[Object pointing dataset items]

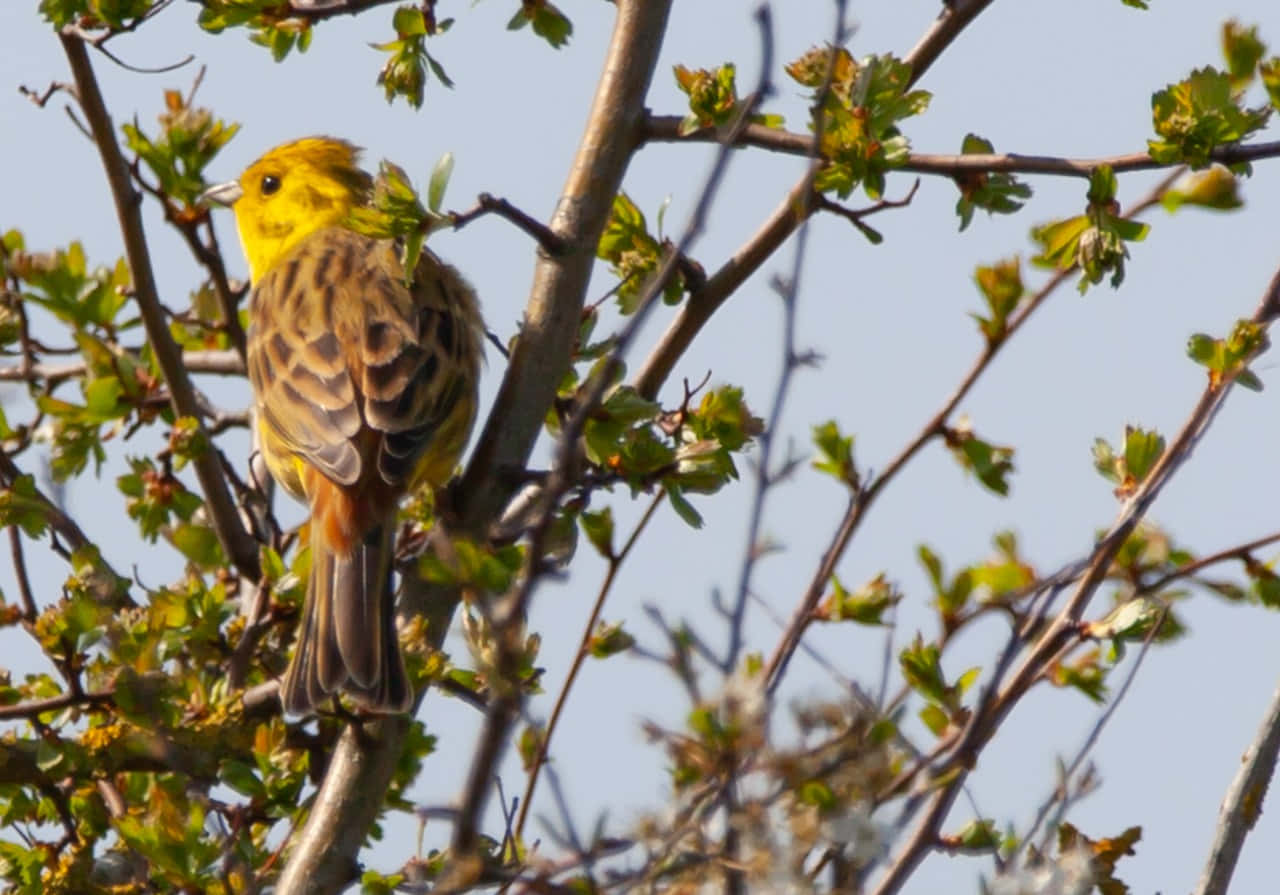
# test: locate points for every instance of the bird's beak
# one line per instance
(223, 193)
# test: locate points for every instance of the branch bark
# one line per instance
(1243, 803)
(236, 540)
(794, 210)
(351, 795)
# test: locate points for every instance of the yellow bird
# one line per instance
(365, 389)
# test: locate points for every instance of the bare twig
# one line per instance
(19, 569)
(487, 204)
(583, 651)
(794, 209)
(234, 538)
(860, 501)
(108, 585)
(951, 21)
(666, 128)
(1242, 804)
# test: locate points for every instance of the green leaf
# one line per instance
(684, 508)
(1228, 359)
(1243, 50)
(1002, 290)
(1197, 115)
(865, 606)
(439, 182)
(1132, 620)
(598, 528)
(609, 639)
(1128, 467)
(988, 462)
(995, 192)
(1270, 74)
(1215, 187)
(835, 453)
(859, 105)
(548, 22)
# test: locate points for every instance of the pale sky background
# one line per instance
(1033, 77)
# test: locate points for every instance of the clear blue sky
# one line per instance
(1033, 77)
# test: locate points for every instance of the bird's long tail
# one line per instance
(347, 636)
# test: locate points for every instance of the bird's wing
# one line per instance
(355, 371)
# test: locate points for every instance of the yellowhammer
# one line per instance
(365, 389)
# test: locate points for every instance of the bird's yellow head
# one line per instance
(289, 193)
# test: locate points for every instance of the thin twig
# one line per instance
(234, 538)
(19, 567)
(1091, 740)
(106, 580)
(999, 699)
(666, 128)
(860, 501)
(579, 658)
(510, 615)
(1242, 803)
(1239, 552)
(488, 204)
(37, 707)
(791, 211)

▶ Job:
Copy out every line of the items above without changing anything, omitting the pictures.

▶ Result of this task:
# test: locate points for every instance of the bird's beak
# one line per instance
(223, 193)
# test: locate points for every instance of the branch bark
# one line per instance
(1243, 803)
(236, 540)
(794, 210)
(351, 795)
# test: locate points for every instance of the yellow bird
# one line per instance
(365, 389)
# test: locate points for every instance of the bare twig
# one line per instance
(19, 569)
(487, 204)
(583, 651)
(794, 209)
(234, 538)
(860, 501)
(108, 585)
(951, 21)
(666, 128)
(1242, 804)
# test: locate points for every instance of the green leaf
# one line per instance
(684, 508)
(1228, 359)
(1243, 50)
(1002, 290)
(1197, 115)
(865, 606)
(439, 182)
(1132, 620)
(598, 528)
(609, 639)
(1128, 467)
(988, 462)
(995, 192)
(1270, 74)
(1215, 187)
(835, 453)
(859, 105)
(548, 22)
# test: locate points for every instance of the pale sky background
# one line per instance
(1033, 77)
# test: locate points for every instance of the clear blue sky
# one line per instance
(1033, 77)
# test: locate points for every instance of the bird's long tail
# one line per instance
(347, 636)
# test: locate points for every instance of the bird's wing
# one line per instance
(355, 371)
# test: locate points for every instance of the yellowhammer
# one line per instance
(365, 389)
# test: locate points for every instance of the bird's yellow head
# one line per instance
(289, 193)
# test: locate points for every instance of the thin twig
# one line per instance
(234, 538)
(19, 567)
(1091, 740)
(106, 580)
(999, 699)
(666, 128)
(860, 501)
(579, 658)
(510, 615)
(1242, 803)
(1239, 552)
(488, 204)
(37, 707)
(791, 211)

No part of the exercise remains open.